INFORMATION Start Marker
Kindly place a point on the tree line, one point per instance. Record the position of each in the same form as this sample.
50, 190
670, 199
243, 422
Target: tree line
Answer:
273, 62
INFORMATION End Marker
ASSIGNED TASK: Whenever the string "tree" shows up in a line of the records, copy that line.

RESPONSE BOX:
Kindly place a point on the tree line, one point per instance. Record the position of each in the same form as this sample.
Target: tree line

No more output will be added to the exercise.